■ The task
Convert the records below, from the line containing "Check that each instance of the orange" through the end of the records (both ends included), into a JSON list of strings with one string per line and blank lines omitted.

■ The input

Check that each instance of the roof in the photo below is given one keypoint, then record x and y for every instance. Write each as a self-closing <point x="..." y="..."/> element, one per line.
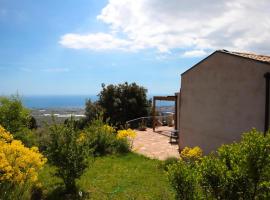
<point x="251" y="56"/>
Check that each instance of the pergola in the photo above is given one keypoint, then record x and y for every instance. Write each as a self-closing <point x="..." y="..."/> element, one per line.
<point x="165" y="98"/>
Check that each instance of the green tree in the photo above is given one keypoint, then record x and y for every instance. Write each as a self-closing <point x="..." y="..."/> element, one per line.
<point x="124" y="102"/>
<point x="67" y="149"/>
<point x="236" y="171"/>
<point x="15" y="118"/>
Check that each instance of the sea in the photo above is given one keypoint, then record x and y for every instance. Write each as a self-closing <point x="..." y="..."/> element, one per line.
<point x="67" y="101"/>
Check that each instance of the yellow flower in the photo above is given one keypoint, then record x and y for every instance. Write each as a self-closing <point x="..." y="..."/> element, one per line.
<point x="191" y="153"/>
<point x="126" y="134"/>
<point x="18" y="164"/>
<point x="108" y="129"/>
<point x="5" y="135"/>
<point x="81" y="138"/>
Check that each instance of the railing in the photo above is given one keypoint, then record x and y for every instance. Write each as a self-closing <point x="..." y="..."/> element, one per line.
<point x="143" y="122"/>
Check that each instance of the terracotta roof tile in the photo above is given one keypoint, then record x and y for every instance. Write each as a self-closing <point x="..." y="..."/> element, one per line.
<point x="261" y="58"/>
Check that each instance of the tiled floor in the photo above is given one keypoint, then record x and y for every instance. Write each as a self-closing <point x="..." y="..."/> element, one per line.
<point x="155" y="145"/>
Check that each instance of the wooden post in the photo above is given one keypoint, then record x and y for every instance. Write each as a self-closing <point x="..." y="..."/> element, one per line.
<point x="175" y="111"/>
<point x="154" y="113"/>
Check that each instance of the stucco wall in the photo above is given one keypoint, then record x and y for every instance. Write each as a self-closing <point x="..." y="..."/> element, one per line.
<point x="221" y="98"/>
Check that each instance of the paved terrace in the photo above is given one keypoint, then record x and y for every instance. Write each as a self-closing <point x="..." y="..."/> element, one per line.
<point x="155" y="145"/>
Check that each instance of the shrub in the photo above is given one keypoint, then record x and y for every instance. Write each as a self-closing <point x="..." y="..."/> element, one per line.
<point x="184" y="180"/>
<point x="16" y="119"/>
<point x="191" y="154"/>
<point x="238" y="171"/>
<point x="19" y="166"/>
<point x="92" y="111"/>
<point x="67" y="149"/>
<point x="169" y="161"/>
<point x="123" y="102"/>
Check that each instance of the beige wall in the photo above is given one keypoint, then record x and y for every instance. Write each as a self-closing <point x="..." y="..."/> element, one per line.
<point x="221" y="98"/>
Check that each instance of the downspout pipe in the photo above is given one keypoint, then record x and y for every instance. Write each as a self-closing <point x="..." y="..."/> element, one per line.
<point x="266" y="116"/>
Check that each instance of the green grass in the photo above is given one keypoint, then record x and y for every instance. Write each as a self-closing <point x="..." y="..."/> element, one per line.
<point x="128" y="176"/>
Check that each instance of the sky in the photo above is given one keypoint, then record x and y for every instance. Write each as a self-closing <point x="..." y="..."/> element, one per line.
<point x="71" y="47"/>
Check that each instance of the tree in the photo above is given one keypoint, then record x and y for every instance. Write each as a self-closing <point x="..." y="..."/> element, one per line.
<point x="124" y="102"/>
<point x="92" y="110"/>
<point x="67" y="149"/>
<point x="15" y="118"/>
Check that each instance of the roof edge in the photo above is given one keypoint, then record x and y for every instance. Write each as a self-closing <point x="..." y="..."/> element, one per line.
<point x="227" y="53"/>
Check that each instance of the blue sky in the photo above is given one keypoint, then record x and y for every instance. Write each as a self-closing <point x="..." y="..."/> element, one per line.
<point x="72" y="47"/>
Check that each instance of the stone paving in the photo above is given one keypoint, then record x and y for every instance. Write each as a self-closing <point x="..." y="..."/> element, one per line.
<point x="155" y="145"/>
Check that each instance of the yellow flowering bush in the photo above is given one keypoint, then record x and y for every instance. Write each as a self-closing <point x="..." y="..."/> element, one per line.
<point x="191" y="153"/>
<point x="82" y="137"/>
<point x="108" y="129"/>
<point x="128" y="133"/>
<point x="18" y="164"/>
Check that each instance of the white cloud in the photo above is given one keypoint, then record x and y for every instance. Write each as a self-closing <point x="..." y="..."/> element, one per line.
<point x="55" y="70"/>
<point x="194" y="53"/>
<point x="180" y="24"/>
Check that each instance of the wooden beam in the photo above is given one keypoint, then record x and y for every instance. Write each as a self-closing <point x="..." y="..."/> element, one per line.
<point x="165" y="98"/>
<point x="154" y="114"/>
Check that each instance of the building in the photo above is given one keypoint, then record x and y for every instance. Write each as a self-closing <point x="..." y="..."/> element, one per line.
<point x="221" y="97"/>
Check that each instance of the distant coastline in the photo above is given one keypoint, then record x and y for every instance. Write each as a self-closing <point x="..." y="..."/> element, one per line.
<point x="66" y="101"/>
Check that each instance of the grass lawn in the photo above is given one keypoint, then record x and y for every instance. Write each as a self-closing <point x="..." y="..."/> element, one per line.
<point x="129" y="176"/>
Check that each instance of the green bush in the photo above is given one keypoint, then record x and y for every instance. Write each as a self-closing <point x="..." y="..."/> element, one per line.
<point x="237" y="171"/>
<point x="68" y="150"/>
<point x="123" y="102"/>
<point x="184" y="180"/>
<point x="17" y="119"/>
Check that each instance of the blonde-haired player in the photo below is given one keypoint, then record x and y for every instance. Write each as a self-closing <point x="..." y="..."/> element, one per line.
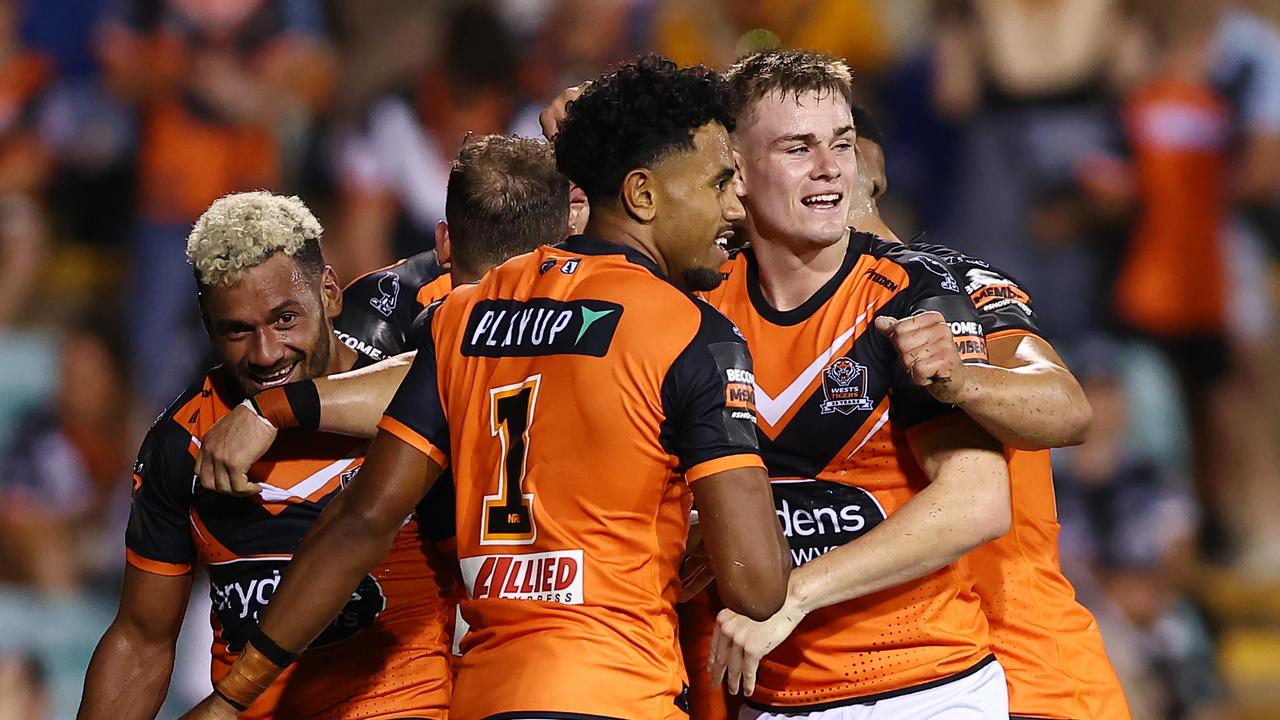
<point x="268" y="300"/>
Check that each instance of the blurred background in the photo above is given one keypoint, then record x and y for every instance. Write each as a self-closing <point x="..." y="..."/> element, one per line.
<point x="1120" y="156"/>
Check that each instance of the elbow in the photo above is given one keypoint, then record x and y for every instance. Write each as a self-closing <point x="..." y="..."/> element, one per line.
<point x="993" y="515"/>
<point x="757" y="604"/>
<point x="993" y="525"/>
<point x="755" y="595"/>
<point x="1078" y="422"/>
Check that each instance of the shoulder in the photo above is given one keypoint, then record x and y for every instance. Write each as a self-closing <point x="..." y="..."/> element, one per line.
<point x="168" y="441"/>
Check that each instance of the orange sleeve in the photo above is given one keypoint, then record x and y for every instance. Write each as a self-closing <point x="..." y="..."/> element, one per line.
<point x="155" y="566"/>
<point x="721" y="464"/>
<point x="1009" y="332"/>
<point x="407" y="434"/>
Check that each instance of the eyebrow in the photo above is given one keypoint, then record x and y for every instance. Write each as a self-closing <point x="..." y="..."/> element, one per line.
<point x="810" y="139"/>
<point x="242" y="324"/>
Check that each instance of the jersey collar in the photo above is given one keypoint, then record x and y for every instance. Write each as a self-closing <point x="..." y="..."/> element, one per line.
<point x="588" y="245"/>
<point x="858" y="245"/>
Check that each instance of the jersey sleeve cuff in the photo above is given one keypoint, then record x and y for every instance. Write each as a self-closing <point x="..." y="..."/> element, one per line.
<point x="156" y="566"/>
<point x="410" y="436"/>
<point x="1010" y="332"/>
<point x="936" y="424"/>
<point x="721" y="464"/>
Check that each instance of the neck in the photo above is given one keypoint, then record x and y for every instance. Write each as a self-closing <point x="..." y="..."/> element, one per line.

■ Output for this exercise
[
  "Check that each instance of the orange sleeve in the photo above is given one keypoint, then record x and y for every instance. Write each as a self-closing <point x=\"...\" y=\"...\"/> element, one per line.",
  "<point x=\"155\" y=\"566\"/>",
  "<point x=\"721\" y=\"464\"/>",
  "<point x=\"1009\" y=\"332\"/>",
  "<point x=\"407\" y=\"434\"/>",
  "Check that each instance of the eyebrow in the photo above is given one keypoint, then record x and y for every instance. Write each as a self-closing <point x=\"...\" y=\"...\"/> element, one per line.",
  "<point x=\"810\" y=\"139\"/>",
  "<point x=\"242\" y=\"324\"/>",
  "Check that each instance of the jersey collar in the photo above is given one keypoint, then record x and y for every instance. Write each as a self-closing <point x=\"...\" y=\"...\"/> element, one per line.",
  "<point x=\"588\" y=\"245\"/>",
  "<point x=\"858\" y=\"245\"/>",
  "Check that each instance of the jersey sleeve cuff in the photo above is given one keypoint, then record x and y for every instance. Write each as a self-closing <point x=\"...\" y=\"...\"/> element, one per line.",
  "<point x=\"156\" y=\"566\"/>",
  "<point x=\"410\" y=\"436\"/>",
  "<point x=\"1010\" y=\"332\"/>",
  "<point x=\"936\" y=\"424\"/>",
  "<point x=\"721\" y=\"464\"/>",
  "Check that each instance of the neck in the photo above is given one keypoint, then record x and y for every instance. Write each as a self-closing <point x=\"...\" y=\"...\"/> element, one per line."
]